ЗАДАНИЕ:
В каких строках списка ниже встречается слово «bark»? Соберите все такие строки с учётом регистра букв.

ИЗВЛЕЧЁННЫЕ ЗАПИСИ:
----------

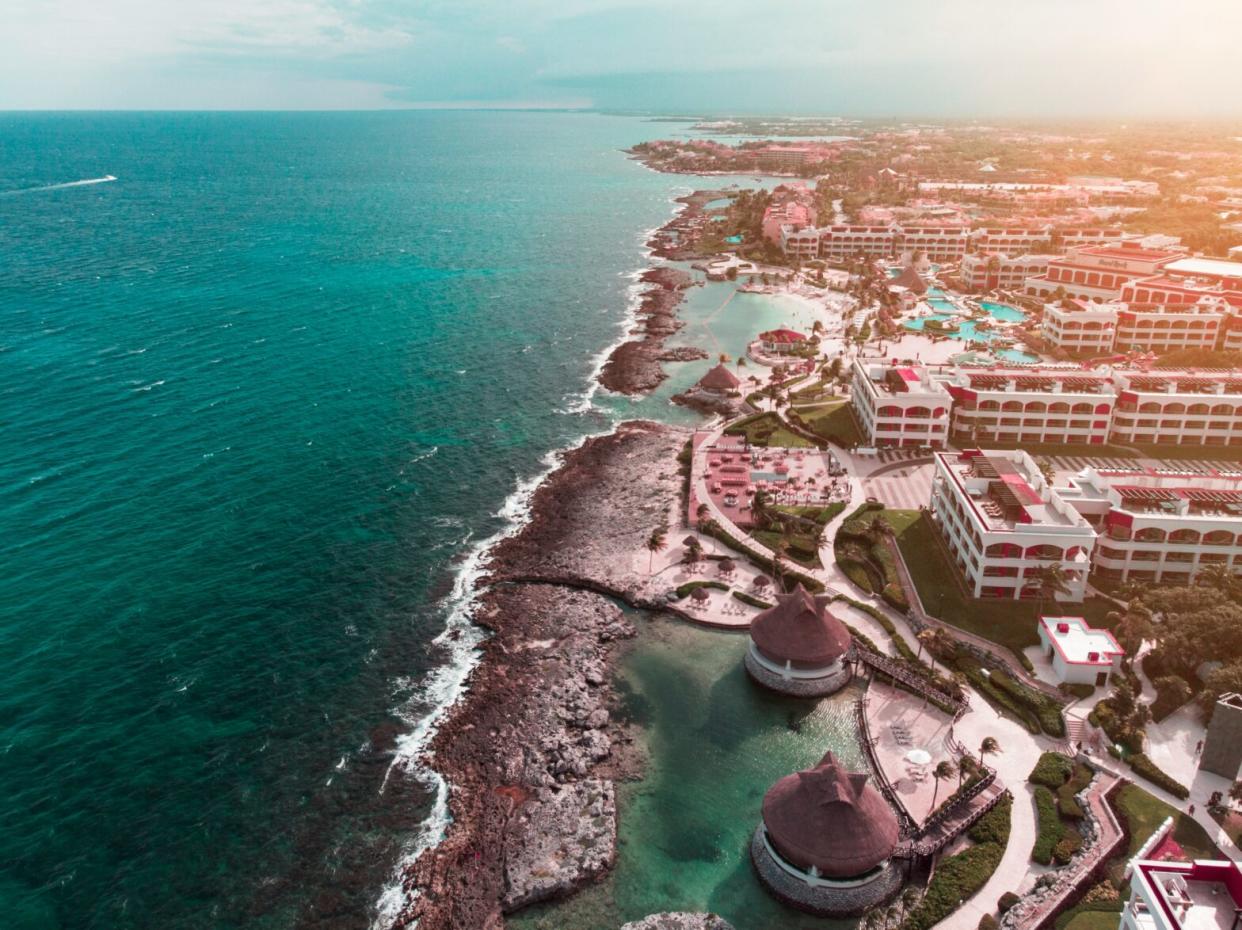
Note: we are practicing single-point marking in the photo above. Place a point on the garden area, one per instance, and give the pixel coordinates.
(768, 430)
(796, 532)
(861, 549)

----------

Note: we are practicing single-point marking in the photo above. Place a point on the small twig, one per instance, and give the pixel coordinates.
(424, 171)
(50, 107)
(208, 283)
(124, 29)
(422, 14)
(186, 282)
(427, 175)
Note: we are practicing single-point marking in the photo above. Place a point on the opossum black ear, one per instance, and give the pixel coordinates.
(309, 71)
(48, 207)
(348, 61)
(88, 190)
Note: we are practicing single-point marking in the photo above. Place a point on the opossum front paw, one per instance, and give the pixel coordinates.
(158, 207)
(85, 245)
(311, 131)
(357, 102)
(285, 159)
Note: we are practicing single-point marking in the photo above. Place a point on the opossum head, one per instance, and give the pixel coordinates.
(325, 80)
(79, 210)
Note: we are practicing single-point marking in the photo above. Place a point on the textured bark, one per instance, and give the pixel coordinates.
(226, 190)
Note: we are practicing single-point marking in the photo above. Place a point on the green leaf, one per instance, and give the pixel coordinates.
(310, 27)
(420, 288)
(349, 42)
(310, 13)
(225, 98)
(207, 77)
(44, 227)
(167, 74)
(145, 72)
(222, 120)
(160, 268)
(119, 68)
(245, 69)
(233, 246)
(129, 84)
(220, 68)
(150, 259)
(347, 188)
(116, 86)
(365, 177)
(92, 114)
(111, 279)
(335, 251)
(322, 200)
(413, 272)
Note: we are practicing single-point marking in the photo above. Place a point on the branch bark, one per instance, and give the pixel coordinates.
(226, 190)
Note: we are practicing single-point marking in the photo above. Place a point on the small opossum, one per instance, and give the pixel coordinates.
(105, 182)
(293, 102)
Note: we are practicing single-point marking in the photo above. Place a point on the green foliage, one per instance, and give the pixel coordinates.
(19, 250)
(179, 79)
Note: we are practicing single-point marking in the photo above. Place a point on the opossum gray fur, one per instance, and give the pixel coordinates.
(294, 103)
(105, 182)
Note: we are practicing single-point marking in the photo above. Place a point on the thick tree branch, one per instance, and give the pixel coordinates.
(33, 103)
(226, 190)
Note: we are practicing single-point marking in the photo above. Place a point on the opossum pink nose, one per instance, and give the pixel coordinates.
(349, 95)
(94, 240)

----------

ОТВЕТ НА ЗАДАНИЕ:
Note: we are practicing single-point marking in the photo above. Place a point on the textured bark, one per instance, and give the pixel coordinates.
Note: we are practicing single-point marking in the photo above. Place a point on the branch bark, one per instance, and give the pixel coordinates.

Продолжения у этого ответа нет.